BEGIN Passage provided

A little over a year ago, the introduction of AI Overviews (AIO, for short) by Google was not simply an enhancement of how search results were presented; it represented a significant upheaval for the digital marketing industry and, in particular, for search engine optimization (SEO). Google’s promise was to offer concise and direct answers generated by artificial intelligence, displayed at the very top of the SERP, while continuing to channel traffic to websites.
However, this naturally raised a pressing concern for brands and content creators: if users could obtain the answer directly from Google, why would they click on an organic result? Why would they choose to visit my content, regardless of how prominently it appeared in the results?
For years, the primary SEO objective for any content creator had been to achieve the top organic ranking. Yet, AIOs not only displaced these results, but they also fundamentally changed user intent, transforming the search process from a navigational portal to a tool for generating answers. How would this affect websites that rely on Google traffic as part of their business model?
Now, with 15 months of concrete data compiled by Seer Interactive, the answer is clear: the initial concern was justified, but the impact has proven to be even more complex than anticipated.

END Passage provided
BEGIN Record excerpts

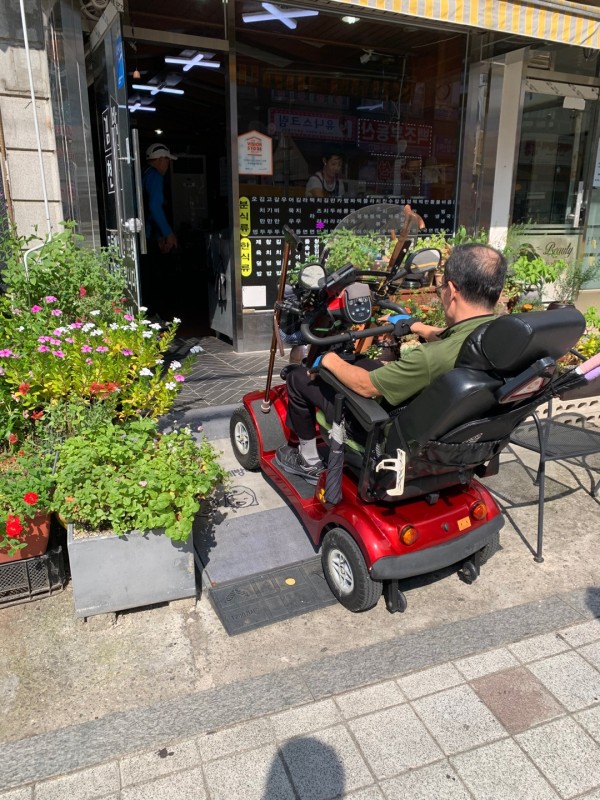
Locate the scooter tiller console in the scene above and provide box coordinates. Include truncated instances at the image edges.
[343,283,373,325]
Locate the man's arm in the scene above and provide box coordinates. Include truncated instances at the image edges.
[321,353,381,397]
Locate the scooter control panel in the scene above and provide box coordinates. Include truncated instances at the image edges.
[344,283,373,325]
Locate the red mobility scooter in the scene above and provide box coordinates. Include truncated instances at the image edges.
[230,205,585,612]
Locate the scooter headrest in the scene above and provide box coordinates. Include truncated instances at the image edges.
[454,307,585,375]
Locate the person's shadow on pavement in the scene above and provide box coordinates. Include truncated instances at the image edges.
[262,736,346,800]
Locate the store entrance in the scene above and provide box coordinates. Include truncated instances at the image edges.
[512,79,598,261]
[124,39,229,337]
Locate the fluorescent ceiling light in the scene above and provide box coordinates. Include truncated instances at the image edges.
[127,101,156,114]
[165,50,221,72]
[242,3,319,30]
[132,83,183,95]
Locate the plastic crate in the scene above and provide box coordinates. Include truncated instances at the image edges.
[0,547,66,605]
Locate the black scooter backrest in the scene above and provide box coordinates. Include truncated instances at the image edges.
[386,308,585,452]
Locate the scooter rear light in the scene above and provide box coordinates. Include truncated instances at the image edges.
[398,525,419,545]
[469,500,487,522]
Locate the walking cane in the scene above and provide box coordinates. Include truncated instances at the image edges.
[380,205,425,288]
[260,225,301,414]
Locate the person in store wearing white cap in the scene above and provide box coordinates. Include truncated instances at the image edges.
[142,142,177,253]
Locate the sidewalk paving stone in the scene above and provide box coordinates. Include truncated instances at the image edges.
[557,619,600,647]
[202,745,296,800]
[529,652,600,711]
[120,741,200,786]
[515,717,600,798]
[278,725,374,800]
[398,664,465,700]
[471,667,565,733]
[454,648,519,681]
[413,686,506,755]
[196,719,275,763]
[335,681,405,719]
[35,761,121,800]
[381,761,471,800]
[119,767,206,800]
[348,704,443,780]
[508,633,569,664]
[450,739,558,800]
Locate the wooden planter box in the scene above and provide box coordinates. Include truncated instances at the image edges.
[67,525,196,617]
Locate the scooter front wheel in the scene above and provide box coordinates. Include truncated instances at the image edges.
[321,528,383,612]
[229,407,260,470]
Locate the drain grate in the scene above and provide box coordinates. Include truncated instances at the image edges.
[209,557,336,636]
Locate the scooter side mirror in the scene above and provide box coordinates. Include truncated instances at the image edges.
[298,264,325,289]
[403,247,442,276]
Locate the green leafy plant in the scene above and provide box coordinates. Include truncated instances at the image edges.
[449,225,489,247]
[554,261,600,303]
[0,442,54,556]
[0,295,194,438]
[54,418,225,540]
[2,222,127,321]
[319,228,396,272]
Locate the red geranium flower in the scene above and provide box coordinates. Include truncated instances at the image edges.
[6,514,23,536]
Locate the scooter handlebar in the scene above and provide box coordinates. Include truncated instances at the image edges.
[300,322,394,347]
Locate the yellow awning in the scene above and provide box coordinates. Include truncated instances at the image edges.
[336,0,600,50]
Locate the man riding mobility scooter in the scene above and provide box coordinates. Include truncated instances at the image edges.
[230,204,585,612]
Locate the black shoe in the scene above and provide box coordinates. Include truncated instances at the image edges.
[273,444,325,486]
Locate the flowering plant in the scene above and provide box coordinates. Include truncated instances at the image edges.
[54,418,225,540]
[0,295,189,428]
[0,443,54,556]
[1,222,127,319]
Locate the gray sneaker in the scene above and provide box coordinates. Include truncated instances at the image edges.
[273,444,325,486]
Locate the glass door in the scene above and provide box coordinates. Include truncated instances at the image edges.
[512,79,598,260]
[90,3,141,306]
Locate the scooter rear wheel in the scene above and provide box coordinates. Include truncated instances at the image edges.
[321,528,383,612]
[229,407,260,470]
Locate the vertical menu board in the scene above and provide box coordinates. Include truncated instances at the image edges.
[239,194,455,311]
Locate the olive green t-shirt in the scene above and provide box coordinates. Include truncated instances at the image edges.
[370,314,495,406]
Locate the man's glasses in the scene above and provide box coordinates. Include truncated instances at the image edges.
[435,283,448,298]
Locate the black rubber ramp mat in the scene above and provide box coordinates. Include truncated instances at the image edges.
[208,556,337,636]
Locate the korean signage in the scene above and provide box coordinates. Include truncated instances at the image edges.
[269,108,356,142]
[358,119,433,156]
[238,131,273,175]
[239,195,454,311]
[102,99,118,194]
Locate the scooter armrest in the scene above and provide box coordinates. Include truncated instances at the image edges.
[319,367,389,431]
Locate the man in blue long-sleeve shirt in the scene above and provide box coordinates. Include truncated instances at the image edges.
[142,142,177,253]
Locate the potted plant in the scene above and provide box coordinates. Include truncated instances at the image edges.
[0,442,54,564]
[53,417,225,617]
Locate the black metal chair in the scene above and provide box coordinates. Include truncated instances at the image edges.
[510,400,600,563]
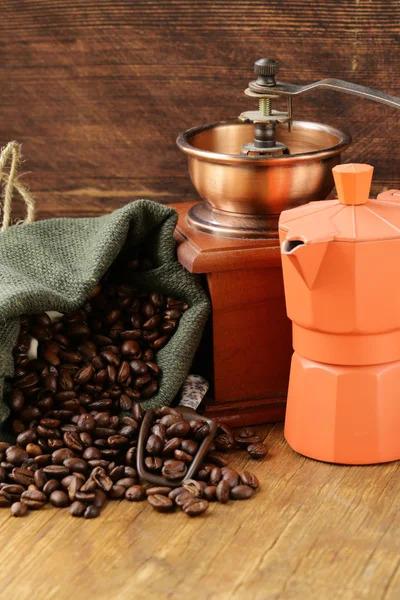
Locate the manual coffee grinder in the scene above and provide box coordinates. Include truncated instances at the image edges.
[174,58,400,425]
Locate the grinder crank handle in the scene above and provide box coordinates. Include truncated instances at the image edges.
[264,79,400,109]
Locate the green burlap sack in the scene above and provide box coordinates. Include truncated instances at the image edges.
[0,200,209,437]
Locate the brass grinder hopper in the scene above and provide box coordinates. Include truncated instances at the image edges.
[177,58,400,238]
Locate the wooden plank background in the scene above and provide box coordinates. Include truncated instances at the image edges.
[0,0,400,216]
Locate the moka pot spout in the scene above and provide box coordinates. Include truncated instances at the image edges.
[281,236,333,290]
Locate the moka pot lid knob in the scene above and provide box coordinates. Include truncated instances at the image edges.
[332,163,374,206]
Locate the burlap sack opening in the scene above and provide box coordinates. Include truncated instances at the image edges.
[0,200,210,439]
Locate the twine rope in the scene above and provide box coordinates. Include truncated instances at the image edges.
[0,142,35,231]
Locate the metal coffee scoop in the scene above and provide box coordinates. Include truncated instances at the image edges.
[137,375,218,488]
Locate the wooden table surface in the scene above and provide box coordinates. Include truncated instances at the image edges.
[0,424,400,600]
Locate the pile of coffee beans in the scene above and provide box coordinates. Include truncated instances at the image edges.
[0,258,266,518]
[142,407,265,517]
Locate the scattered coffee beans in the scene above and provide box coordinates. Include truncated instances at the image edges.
[0,257,267,519]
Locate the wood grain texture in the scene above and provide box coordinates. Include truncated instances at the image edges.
[0,424,400,600]
[0,0,400,223]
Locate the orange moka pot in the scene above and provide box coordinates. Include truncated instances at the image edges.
[279,164,400,464]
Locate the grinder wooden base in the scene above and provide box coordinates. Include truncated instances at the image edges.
[172,202,292,426]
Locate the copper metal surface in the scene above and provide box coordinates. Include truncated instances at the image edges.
[177,120,351,237]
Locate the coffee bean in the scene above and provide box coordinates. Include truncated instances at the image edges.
[214,433,234,452]
[147,494,174,512]
[11,467,34,486]
[209,467,222,486]
[124,465,138,479]
[33,469,47,490]
[119,394,133,411]
[49,490,69,508]
[107,435,129,448]
[82,446,101,460]
[160,413,183,427]
[221,467,239,489]
[116,477,138,490]
[1,483,25,502]
[100,350,120,369]
[167,421,190,438]
[174,449,193,463]
[16,429,37,446]
[162,438,182,456]
[132,402,144,423]
[42,479,60,496]
[63,431,84,452]
[108,484,126,500]
[109,465,125,483]
[79,478,96,494]
[11,502,28,517]
[83,504,100,519]
[146,485,171,496]
[91,467,113,492]
[197,465,214,481]
[69,500,86,517]
[162,459,186,480]
[146,434,163,455]
[203,485,217,502]
[64,458,88,474]
[20,490,47,510]
[240,471,260,490]
[168,487,187,501]
[68,477,84,502]
[43,465,69,479]
[125,485,146,502]
[182,479,206,497]
[78,413,96,432]
[75,490,96,504]
[79,431,93,448]
[181,440,199,456]
[216,479,230,504]
[6,446,29,467]
[51,448,75,465]
[207,452,228,467]
[182,498,208,517]
[175,488,197,507]
[247,443,268,460]
[117,360,130,383]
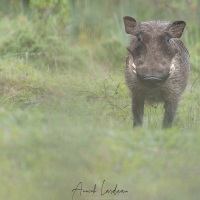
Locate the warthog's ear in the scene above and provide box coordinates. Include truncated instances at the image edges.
[168,21,186,38]
[123,16,137,34]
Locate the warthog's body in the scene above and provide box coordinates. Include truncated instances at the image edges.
[124,16,190,127]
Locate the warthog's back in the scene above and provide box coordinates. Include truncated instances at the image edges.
[124,17,190,127]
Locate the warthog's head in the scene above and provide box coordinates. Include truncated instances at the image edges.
[124,16,186,87]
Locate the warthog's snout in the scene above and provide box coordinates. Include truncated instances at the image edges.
[140,76,166,88]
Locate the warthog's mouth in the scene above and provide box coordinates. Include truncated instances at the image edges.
[132,63,175,88]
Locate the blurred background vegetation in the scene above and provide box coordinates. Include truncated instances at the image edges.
[0,0,200,200]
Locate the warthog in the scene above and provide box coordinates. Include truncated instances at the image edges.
[123,16,190,128]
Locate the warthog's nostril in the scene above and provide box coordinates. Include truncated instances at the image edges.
[141,76,163,87]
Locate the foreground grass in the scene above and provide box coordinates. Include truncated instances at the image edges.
[0,59,200,200]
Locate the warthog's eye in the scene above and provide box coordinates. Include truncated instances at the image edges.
[135,34,142,42]
[166,35,172,42]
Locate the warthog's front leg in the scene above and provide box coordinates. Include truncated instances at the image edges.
[132,97,144,126]
[163,101,178,128]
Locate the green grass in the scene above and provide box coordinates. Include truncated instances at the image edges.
[0,0,200,200]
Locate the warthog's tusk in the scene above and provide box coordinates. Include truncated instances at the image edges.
[169,64,175,74]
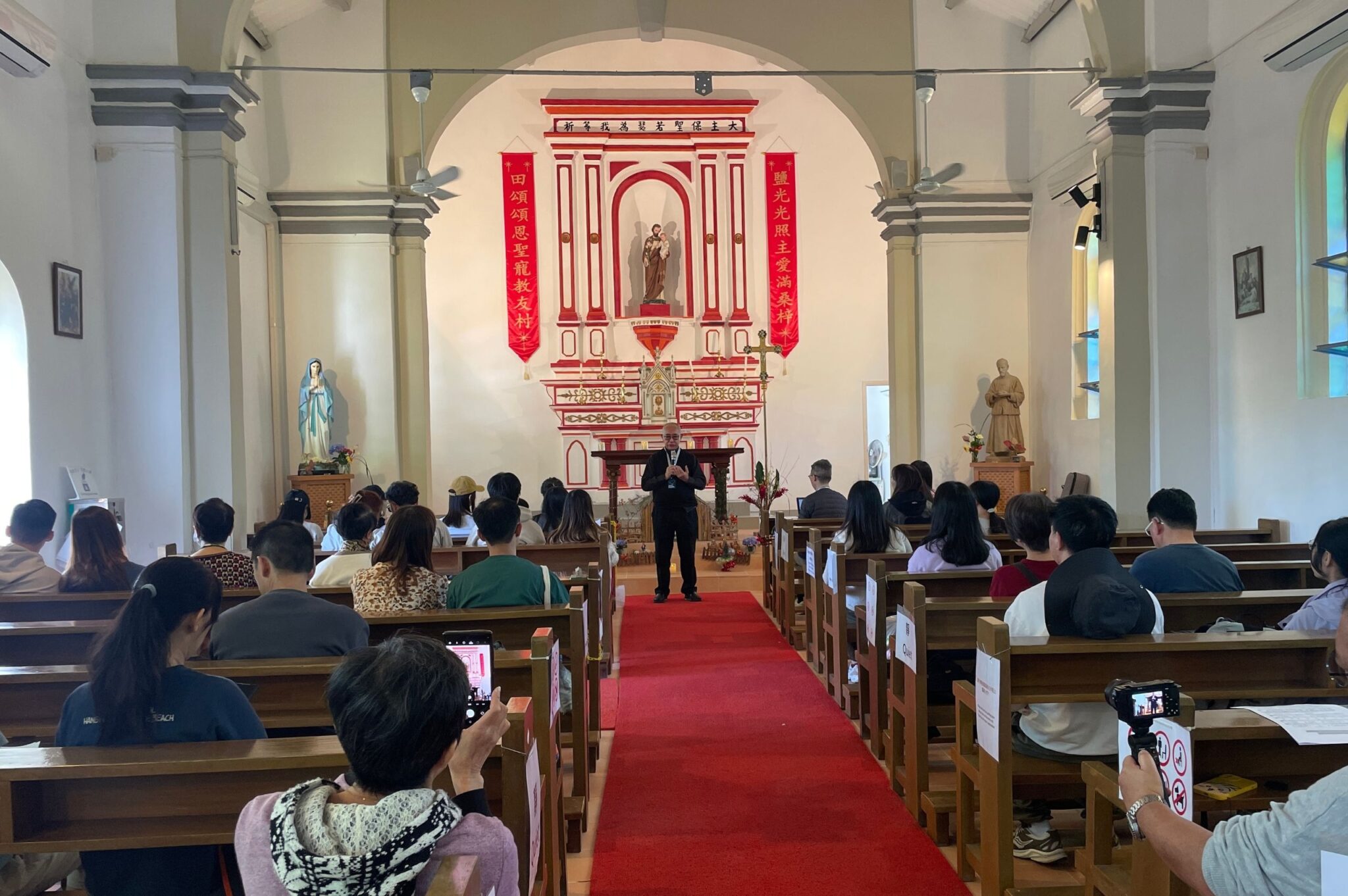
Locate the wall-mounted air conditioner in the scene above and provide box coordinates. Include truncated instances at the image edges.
[0,0,57,78]
[1264,9,1348,72]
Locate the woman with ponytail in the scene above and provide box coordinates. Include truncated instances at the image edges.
[57,557,267,896]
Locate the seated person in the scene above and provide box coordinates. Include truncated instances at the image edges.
[57,557,267,896]
[319,485,386,553]
[988,492,1058,599]
[276,489,324,544]
[1128,489,1244,594]
[544,489,617,566]
[970,480,1007,535]
[444,476,482,541]
[192,497,257,589]
[1002,486,1166,864]
[369,480,454,547]
[884,464,931,526]
[350,503,445,613]
[534,487,566,540]
[822,480,912,626]
[445,497,570,610]
[908,482,1002,572]
[0,499,61,594]
[1278,516,1348,631]
[468,473,547,547]
[1119,593,1348,896]
[309,503,376,587]
[61,505,145,591]
[799,460,846,520]
[234,634,519,896]
[210,520,369,660]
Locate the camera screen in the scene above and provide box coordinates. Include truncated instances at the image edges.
[1132,690,1166,718]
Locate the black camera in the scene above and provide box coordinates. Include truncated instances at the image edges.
[1104,678,1180,764]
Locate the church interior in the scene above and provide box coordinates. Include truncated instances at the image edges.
[0,0,1348,896]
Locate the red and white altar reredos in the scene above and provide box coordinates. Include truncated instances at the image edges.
[538,99,767,487]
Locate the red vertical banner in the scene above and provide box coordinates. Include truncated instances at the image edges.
[502,152,539,362]
[763,152,801,357]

END Record excerpts

| Exercise directions |
Carry on the article on Google's AI Overviews and SEO, starting right after its last sentence. The lines above come from a different source than the article on Google's AI Overviews.

| Output of the task |
Seer’s analysis, which covers data gathered from June 2024 to September 2025 and reviews millions of impressions across various search queries, confirms the damage inflicted on CTR.
On the organic front, the trend indicates a steep decline for queries where an AIO is present. Starting from a CTR of 1.76% in June 2024, the click-through rate dropped by almost two-thirds, stabilizing at 0.61% by September 2025, after hitting a low of 0.57% in July. This 61% reduction demonstrates that AIOs are indeed fulfilling their purpose of resolving user needs without requiring them to visit a website.
However, the most alarming scenario emerges in the CTR for paid results. Ads for these queries with AIOs began with a CTR of 19.70% in June 2024 but suffered an even more dramatic decline, with an overall decrease of 68%. The most concerning moment occurred during July 2025, when paid CTR fell to just 3.26%. Although a slight recovery followed the summer, this volatility highlights the instability of the current environment. For advertisers, these figures serve as a serious wake-up call.
According to the study’s data, for queries where an AIO was present and the brand was not cited, organic CTR plummeted by 65.2% year-over-year. This drove the average CTR down to 0.52%. Furthermore, paid content also suffered: the paid CTR dropped by 78.4%.
The study also makes it clear that being cited by Google’s AI Overview has become a strategic necessity. Brands that were cited experienced a significantly smaller drop in CTR and superior performance: citation is associated with a 35% higher organic CTR and a 91% higher paid CTR compared to not being cited at all. In any case, the study explicitly warns that it cannot establish causality between these factors, since it may simply be the case that brands with higher authority are cited more frequently.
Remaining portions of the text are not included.